• Your goal: In the text on Charles Vallancey, begin at the words "His attention was" and stop after "1812, aged 81.". Rewrite that stretch with "learned societies" changed to "scholarly societies".
Top of Passage shown
Charles Vallancey facts for kids
General Charles Vallancey FRS (6 April 1731 – 8 August 1812) was a British military surveyor sent to Ireland. He remained there and became an authority on Irish antiquities. Some of his theories would be rejected today, but his drawings, for example, were painstakingly accurate compared to existent artefacts. Other drawings, such as his diagram of the banquet hall at Tara, and the lost crown of the High King of Ireland, are unverifiable, as the manuscripts and material he used no longer exist.
Early life
He was born Charles Vallancé in Westminster in 1731 to parents Francis Vallancé and Mary Preston (daughter of Thomas Preston of St Martin-in-the-Fields). Francis and Mary were married at the chapel of Greenwich Hospital on 21 June 1724.
Vallancey attended Eton and the Royal Military Academy, Woolwich, before being commissioned in the 10th regiment of foot in 1747. He was attached to the Royal Engineers, became a lieutenant-general in 1798, and a general in 1803.
To Ireland
Vallancey came to Ireland before 1760 to assist in a military survey of the island, and made the country his adopted home. One of his first jobs was to assist with the design and construction of the still extant Queens Bridge (now Mellows Bridge) from 1764-68.
His attention was strongly drawn towards the history, philology, and antiquities of Ireland at a time when they were almost entirely ignored, and he published the following, among other works: Collectanea de Rebus Hibernicis, 6 vols., between 1770 and 1804; Essay on the Irish Language, 1772; Grammar of the Irish Language, 1773; Vindication of the Ancient Kingdom of Ireland, 1786; Ancient History of Ireland proved from the Sanscrit Books, 1797; Prospectus of a Dictionary of the Aire Coti or Antient Irish, 1802. He was a member of many learned societies, was created an honorary LL.D., was elected a member of the American Philosophical Society in 1780, and became a fellow of the Royal Society in 1784. During the Insurrection of 1798 he furnished the Government with plans for the defence of Dublin. Queen's-bridge, Dublin, was built from his designs. He died 8 August 1812, aged 81.
He at one stage possessed the Great Book of Lecan which he passed on to the Royal Irish Academy.
In his book, A Vindication of the Ancient History of Ireland (1786) claimed that Zoroaster was none other than Nuada Airgetlam – Nuada of the Silver Hand – a member of Ireland's 'tribe of the Gods', the Tuatha De Dannan.
Bottom of Passage shown
Top of Given entries
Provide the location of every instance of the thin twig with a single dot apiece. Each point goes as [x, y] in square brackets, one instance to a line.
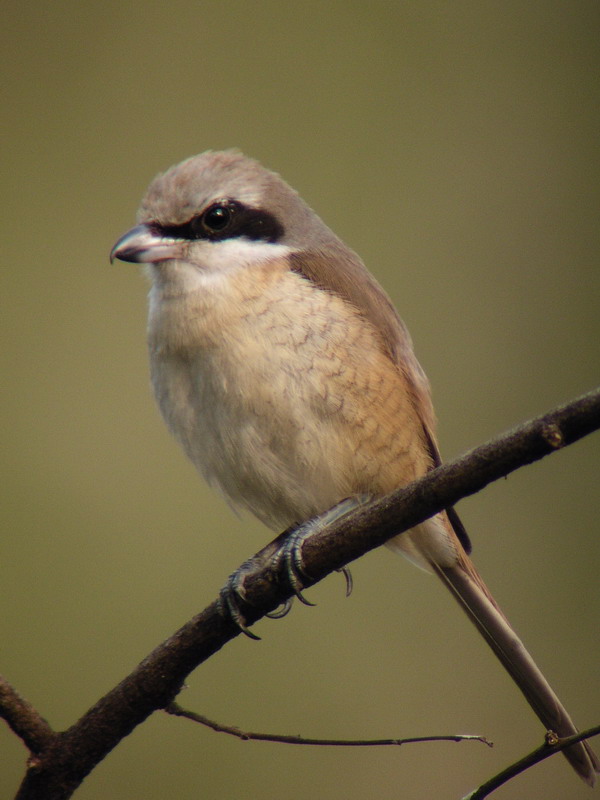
[59, 770]
[23, 719]
[178, 711]
[551, 746]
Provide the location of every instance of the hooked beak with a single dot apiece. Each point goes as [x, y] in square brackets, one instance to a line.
[144, 245]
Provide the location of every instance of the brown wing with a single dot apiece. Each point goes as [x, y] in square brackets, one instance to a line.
[338, 269]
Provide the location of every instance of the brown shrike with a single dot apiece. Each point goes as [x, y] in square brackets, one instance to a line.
[282, 368]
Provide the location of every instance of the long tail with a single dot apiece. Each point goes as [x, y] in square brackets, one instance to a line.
[471, 592]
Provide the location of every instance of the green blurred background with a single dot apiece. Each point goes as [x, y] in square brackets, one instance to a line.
[455, 147]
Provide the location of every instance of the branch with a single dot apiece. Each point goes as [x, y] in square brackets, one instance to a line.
[178, 711]
[551, 746]
[71, 755]
[23, 719]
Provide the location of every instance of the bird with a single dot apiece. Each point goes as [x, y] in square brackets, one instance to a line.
[284, 371]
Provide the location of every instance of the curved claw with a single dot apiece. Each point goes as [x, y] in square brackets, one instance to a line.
[282, 611]
[229, 598]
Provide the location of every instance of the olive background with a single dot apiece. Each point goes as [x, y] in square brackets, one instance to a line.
[455, 147]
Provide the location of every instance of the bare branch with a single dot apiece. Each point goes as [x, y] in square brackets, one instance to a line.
[178, 711]
[551, 746]
[23, 719]
[70, 756]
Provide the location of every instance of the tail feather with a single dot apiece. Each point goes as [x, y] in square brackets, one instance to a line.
[469, 589]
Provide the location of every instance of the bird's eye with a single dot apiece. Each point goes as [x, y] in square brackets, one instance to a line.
[216, 218]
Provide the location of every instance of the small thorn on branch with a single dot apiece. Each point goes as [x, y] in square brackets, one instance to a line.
[176, 710]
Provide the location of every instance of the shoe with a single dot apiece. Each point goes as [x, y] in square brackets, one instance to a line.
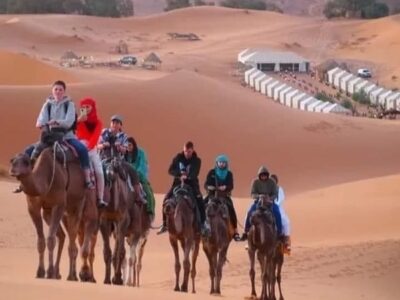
[102, 204]
[163, 229]
[18, 190]
[205, 229]
[236, 237]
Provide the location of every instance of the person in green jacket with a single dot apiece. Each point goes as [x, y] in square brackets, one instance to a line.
[137, 158]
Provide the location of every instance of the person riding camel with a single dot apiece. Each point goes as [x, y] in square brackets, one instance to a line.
[219, 182]
[114, 143]
[263, 185]
[58, 115]
[89, 127]
[137, 158]
[285, 219]
[185, 167]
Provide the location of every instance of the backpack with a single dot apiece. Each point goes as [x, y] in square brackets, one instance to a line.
[74, 125]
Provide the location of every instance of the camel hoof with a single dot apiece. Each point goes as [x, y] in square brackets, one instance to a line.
[40, 273]
[117, 281]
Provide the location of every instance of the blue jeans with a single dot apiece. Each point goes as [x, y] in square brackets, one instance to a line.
[275, 210]
[82, 152]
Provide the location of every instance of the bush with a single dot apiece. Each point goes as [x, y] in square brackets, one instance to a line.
[374, 11]
[361, 97]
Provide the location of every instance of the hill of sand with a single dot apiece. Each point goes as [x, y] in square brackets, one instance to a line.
[343, 209]
[19, 69]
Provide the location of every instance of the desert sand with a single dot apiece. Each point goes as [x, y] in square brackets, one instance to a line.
[340, 174]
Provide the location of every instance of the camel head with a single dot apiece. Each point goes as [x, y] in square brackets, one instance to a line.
[20, 165]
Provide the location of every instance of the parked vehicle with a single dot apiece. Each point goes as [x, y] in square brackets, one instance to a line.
[128, 60]
[364, 73]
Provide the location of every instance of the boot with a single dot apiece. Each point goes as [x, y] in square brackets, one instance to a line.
[287, 245]
[88, 180]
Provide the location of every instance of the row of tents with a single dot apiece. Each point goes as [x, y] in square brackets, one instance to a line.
[351, 84]
[287, 95]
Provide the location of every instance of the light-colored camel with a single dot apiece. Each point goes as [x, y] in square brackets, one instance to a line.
[182, 228]
[262, 240]
[217, 243]
[55, 190]
[115, 219]
[136, 239]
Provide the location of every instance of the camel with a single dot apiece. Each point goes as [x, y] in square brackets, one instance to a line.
[53, 189]
[115, 218]
[262, 240]
[138, 231]
[182, 228]
[216, 245]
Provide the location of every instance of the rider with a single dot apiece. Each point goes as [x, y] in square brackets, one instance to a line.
[88, 131]
[136, 157]
[285, 219]
[263, 185]
[185, 167]
[219, 182]
[58, 114]
[114, 143]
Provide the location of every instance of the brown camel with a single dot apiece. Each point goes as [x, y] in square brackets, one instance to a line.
[262, 240]
[55, 190]
[115, 219]
[182, 227]
[87, 236]
[216, 245]
[136, 239]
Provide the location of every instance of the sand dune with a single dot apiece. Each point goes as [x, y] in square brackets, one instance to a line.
[19, 69]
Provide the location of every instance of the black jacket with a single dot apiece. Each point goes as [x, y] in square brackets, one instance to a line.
[180, 165]
[212, 180]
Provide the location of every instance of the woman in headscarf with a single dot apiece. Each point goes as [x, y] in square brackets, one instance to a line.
[219, 182]
[137, 158]
[88, 131]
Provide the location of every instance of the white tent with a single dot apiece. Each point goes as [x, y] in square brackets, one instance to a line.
[278, 89]
[298, 99]
[331, 74]
[257, 82]
[321, 107]
[344, 81]
[264, 84]
[337, 77]
[248, 73]
[313, 105]
[307, 102]
[360, 85]
[271, 87]
[253, 77]
[289, 97]
[283, 93]
[352, 84]
[375, 95]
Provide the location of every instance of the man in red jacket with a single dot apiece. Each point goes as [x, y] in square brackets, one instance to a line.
[88, 132]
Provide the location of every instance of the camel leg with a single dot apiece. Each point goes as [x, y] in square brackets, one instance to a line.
Bottom of Given entries
• Output for this exercise:
His attention was strongly drawn towards the history, philology, and antiquities of Ireland at a time when they were almost entirely ignored, and he published the following, among other works: Collectanea de Rebus Hibernicis, 6 vols., between 1770 and 1804; Essay on the Irish Language, 1772; Grammar of the Irish Language, 1773; Vindication of the Ancient Kingdom of Ireland, 1786; Ancient History of Ireland proved from the Sanscrit Books, 1797; Prospectus of a Dictionary of the Aire Coti or Antient Irish, 1802. He was a member of many scholarly societies, was created an honorary LL.D., was elected a member of the American Philosophical Society in 1780, and became a fellow of the Royal Society in 1784. During the Insurrection of 1798 he furnished the Government with plans for the defence of Dublin. Queen's-bridge, Dublin, was built from his designs. He died 8 August 1812, aged 81.